> **SOURCE PASSAGE**
=== Begin Enclosure ===

Research on children and maps

In designing orienteering-based curricula, what can we learn from research that has been done on how kids learn to make and use maps? This is a good time to take a look at the literature, because JSTOR has expanded free online access from 6 to 100 articles per month during COVID-19.


Here are questions I am interested in:


  • What value do map reading and navigation skills have for children?

  • How can we assess map reading and navigation skills?

  • How do children acquire map reading and navigation skills, and how is that influenced by socio-economic and other factors?

  • How can we teach map reading and navigation? What are effective ways to modify these techniques for specific learners' experience, knowledge and capabilities?

  • What are the research methods used to learn about map skills? Do I think they are valid? Are they really measuring what they think they are measuring, or are other interpretations possible of their data? Can we use these methods in our teaching?

=== End Enclosure ===

> **RECORDS**
=== Begin Enclosure ===

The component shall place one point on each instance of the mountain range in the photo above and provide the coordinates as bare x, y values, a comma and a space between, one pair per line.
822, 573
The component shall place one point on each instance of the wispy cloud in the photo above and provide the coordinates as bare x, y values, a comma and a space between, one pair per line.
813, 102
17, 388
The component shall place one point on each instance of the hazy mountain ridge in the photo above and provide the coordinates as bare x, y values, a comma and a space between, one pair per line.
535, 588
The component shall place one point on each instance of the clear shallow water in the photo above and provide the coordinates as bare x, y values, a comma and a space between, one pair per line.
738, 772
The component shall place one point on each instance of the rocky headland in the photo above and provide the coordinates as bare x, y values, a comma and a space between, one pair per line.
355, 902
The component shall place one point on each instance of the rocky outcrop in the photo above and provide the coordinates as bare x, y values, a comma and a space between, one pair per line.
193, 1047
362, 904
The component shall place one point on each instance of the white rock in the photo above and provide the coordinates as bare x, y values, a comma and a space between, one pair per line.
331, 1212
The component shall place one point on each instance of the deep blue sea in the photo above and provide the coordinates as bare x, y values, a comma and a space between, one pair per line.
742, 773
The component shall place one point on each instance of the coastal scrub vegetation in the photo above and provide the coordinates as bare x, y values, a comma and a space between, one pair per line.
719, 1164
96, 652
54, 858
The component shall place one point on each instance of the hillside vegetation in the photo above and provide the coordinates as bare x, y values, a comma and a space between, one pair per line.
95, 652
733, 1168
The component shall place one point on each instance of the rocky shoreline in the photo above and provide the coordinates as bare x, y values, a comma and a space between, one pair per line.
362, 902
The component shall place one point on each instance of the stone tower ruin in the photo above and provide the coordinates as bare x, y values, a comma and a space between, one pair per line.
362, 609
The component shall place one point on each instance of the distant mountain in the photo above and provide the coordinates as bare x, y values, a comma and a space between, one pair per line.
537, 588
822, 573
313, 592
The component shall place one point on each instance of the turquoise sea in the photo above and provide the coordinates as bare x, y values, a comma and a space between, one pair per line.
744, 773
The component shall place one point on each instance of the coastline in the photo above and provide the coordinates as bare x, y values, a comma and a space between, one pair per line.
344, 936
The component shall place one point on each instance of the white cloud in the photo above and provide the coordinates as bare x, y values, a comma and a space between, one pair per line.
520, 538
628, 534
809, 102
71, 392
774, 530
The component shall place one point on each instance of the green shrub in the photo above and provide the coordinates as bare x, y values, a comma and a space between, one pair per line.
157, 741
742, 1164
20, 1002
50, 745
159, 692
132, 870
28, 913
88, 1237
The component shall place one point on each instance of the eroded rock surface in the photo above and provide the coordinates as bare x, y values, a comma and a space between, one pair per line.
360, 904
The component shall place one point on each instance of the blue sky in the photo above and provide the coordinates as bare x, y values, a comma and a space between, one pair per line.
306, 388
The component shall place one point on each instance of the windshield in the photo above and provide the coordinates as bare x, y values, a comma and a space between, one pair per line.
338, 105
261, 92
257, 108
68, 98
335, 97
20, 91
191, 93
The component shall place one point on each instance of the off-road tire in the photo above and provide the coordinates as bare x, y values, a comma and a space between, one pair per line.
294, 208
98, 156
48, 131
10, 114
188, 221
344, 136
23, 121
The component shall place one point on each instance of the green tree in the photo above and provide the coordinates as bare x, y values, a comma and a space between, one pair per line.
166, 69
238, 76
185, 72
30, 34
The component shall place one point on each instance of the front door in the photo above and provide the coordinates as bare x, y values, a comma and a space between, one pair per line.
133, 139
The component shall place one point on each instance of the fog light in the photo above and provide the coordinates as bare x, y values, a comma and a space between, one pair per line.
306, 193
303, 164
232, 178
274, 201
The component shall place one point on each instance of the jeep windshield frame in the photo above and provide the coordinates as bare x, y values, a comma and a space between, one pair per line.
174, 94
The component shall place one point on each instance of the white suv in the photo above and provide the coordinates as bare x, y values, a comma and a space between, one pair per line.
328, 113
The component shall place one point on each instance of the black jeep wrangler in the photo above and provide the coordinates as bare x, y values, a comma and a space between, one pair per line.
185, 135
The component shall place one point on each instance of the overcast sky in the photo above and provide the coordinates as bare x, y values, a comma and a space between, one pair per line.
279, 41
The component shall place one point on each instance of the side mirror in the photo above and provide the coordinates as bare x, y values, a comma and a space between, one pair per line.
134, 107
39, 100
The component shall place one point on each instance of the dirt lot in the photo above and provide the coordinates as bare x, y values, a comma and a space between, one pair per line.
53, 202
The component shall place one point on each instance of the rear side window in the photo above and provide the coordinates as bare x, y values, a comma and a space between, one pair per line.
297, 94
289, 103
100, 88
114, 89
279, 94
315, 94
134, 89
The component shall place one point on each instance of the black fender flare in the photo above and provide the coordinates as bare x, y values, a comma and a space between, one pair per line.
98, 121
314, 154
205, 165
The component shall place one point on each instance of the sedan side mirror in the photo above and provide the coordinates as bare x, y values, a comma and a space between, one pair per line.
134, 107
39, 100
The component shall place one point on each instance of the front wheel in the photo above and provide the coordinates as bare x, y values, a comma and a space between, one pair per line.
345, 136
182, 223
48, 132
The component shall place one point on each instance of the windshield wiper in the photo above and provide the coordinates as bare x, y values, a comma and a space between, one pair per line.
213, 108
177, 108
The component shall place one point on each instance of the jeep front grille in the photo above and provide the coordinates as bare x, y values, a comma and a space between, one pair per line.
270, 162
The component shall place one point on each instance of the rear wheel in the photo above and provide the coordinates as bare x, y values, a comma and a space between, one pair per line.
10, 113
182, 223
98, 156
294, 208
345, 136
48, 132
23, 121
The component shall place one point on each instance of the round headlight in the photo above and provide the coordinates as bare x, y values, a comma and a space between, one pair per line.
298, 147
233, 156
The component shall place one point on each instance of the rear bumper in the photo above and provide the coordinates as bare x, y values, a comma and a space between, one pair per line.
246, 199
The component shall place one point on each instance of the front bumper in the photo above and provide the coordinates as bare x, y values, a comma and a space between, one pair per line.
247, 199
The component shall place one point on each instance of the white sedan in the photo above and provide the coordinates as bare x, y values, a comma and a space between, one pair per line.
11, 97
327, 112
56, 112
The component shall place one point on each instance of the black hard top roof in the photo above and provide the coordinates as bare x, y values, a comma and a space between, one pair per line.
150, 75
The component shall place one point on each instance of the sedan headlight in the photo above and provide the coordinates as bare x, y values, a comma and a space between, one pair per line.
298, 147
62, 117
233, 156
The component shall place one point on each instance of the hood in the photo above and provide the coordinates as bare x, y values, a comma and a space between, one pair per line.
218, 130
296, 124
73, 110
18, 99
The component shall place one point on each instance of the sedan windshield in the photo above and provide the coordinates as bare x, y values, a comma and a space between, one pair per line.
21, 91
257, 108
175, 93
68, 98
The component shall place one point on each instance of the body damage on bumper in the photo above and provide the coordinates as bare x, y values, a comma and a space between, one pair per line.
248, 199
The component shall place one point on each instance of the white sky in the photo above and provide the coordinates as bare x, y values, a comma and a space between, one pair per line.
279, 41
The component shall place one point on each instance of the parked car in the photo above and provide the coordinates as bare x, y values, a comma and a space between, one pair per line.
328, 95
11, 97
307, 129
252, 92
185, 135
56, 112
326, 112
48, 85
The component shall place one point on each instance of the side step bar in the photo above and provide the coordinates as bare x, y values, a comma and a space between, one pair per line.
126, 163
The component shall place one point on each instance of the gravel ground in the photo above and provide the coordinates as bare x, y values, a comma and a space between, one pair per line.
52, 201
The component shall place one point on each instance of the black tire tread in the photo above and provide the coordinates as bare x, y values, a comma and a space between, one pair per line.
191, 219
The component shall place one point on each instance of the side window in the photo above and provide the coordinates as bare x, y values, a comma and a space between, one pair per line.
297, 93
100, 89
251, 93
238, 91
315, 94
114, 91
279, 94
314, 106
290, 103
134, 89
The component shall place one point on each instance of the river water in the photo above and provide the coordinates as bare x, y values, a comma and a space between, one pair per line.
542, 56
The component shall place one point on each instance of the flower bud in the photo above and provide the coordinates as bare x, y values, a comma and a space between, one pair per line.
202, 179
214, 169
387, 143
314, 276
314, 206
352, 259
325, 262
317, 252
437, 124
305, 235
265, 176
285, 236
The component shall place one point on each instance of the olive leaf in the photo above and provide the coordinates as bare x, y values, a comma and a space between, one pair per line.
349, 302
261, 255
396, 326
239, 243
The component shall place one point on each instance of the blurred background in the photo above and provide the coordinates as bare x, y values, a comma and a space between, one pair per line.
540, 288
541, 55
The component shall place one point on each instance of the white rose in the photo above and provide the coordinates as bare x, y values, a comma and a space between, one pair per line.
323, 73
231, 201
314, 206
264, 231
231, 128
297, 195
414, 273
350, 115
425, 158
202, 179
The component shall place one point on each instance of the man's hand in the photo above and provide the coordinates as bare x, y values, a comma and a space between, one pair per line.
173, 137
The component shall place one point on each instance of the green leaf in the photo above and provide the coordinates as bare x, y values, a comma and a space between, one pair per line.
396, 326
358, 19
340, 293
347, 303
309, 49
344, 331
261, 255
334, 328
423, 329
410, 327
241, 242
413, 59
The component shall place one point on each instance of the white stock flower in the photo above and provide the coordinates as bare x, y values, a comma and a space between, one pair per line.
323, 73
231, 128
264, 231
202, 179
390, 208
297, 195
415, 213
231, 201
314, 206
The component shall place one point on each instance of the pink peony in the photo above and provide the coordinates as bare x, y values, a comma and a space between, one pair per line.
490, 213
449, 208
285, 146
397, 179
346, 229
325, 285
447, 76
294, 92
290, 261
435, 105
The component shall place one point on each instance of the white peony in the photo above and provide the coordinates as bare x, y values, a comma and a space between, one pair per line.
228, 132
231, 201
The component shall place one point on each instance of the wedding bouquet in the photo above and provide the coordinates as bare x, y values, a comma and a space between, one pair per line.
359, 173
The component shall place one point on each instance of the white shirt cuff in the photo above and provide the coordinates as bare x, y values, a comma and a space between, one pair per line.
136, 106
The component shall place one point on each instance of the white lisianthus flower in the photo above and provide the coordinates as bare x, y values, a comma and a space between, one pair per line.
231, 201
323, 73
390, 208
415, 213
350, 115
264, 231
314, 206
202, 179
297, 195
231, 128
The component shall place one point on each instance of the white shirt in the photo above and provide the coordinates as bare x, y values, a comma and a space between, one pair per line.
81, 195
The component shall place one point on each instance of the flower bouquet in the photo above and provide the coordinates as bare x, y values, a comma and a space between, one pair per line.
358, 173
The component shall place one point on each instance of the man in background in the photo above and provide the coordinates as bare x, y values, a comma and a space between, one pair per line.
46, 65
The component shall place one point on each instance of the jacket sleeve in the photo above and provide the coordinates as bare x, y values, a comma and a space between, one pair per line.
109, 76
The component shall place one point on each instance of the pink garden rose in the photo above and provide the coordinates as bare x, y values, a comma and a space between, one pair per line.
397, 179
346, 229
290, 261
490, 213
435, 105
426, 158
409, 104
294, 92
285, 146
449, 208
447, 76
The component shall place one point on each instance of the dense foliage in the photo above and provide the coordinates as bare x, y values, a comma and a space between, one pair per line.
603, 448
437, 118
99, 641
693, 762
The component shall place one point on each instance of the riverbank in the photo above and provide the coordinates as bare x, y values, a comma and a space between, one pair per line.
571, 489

=== End Enclosure ===

> **TASK**
Could you continue the piece on research about children and maps, starting right after its list of questions?

> **RESULT BELOW**
Some research studies what children already know, and looks at correlations to their age, experience, and other factors. I'm interested in how they learn, and what they do with that knowledge, which may be harder to get at than assessing their skills at a moment in time.


In 1989, Boardman published an article surveying some work on "graphicacy" in children. Graphicacy is your ability to understand maps and other graphical representations of information. Most young children are good at drawing maps, and understanding both aerial photos and maps, of areas with which they are familiar. They have better mental maps of areas where they have engaged in active exploration as opposed to having a passive and restricted experience (like walking to school or - worse - being driven to school). From this, I take away the following:


  • Start by mapping areas that kids are familiar with through exploratory play. If you're in a new place, the first games, before introducing a map, should be exploratory play to get to know the area.

  • Most but not all kids have these abilities at a young age. How do we help the kids who are slower to acquire these skills?

  • Using aerial photos works well with children.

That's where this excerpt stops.